* START PAGE EXTRACT *

Fortunately your grandmother recovers but the doctors find bruising on her legs, consistent with the robot running into them. Not surprisingly you want to know what happened: did the robot cause the accident? Or maybe it didn’t but made matters worse, and why did it fail to raise the alarm?

Although this is a fictional scenario it could happen today. If it did you would be totally reliant on the goodwill of the robot manufacturer to discover what went wrong. Even then you might not get the answers you seek; it’s entirely possible the robot and the company that made it are just not equipped with the tools and processes to undertake an investigation.

Right now there are no established processes for robot accident investigation. 

Of course accidents happen, and that’s just as true for robots as any other machinery [1].

* END PAGE EXTRACT *
* START MATERIAL PROVIDED *

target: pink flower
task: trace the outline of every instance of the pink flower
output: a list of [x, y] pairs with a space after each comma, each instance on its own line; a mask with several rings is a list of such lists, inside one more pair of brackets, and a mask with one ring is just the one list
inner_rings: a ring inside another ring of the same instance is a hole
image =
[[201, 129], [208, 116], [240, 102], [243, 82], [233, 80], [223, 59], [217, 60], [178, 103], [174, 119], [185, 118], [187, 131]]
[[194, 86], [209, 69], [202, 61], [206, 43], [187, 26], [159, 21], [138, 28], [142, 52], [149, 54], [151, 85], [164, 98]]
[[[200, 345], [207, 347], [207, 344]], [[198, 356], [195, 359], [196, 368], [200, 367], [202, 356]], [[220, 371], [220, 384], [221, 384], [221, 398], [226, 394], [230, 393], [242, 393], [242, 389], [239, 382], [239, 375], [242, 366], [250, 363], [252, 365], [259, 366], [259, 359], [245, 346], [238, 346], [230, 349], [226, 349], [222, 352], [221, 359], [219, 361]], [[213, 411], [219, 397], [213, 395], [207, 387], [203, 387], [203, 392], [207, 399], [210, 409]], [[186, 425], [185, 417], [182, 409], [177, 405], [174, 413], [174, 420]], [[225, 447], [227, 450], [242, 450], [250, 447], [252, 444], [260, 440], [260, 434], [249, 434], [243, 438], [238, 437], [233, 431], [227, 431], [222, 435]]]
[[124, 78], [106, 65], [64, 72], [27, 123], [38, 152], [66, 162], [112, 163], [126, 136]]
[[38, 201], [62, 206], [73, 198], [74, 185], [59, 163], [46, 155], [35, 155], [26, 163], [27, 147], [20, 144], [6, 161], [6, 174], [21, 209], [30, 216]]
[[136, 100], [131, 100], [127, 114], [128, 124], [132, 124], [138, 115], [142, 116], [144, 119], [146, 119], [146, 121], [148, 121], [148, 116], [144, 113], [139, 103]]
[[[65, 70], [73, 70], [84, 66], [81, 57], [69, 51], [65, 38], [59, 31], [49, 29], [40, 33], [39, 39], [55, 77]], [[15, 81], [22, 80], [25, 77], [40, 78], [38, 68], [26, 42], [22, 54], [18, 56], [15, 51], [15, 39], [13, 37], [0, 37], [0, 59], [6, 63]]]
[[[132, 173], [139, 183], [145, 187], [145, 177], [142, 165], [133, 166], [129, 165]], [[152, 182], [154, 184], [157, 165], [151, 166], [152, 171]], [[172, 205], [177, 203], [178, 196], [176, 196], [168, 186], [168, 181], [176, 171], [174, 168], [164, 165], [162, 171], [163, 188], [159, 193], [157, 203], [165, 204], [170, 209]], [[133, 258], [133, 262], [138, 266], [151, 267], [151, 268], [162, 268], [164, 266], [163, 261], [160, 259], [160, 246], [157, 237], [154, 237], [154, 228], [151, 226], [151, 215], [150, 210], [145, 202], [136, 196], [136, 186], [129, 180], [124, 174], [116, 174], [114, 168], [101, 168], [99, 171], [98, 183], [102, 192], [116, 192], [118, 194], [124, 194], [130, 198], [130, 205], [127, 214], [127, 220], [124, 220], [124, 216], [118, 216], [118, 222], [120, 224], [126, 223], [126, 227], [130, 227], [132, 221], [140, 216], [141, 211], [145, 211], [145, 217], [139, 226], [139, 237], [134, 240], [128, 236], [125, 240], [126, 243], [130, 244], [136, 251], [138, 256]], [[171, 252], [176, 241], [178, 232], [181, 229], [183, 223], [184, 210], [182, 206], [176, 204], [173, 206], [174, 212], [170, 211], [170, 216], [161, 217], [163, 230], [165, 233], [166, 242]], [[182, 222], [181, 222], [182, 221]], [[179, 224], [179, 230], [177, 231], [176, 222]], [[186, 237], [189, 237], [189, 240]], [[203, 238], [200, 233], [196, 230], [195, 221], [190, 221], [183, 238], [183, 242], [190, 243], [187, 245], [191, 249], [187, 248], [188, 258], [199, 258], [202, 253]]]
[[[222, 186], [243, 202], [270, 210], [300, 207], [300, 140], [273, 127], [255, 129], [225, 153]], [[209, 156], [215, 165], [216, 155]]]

* END MATERIAL PROVIDED *

**DIRECTIVE 1**
Decide whether each statement agrees with the robot accident passage, answering yes or no and quoting the deciding words: (a) The grandmother does not recover. (b) The situation described is fictional. (c) Established processes for robot accident investigation already exist.
**DIRECTIVE 2**
Reproduce everything in the robot accident passage from "Fortunately your grandmother" down to "undertake an investigation.".
This data comes from a separate source.

**PROBLEM SOLUTION 1**
(a) No: "Fortunately your grandmother recovers"
(b) Yes: "Although this is a fictional scenario"
(c) No: "Right now there are no established processes for robot accident investigation."

**PROBLEM SOLUTION 2**
Fortunately your grandmother recovers but the doctors find bruising on her legs, consistent with the robot running into them. Not surprisingly you want to know what happened: did the robot cause the accident? Or maybe it didn’t but made matters worse, and why did it fail to raise the alarm?

Although this is a fictional scenario it could happen today. If it did you would be totally reliant on the goodwill of the robot manufacturer to discover what went wrong. Even then you might not get the answers you seek; it’s entirely possible the robot and the company that made it are just not equipped with the tools and processes to undertake an investigation.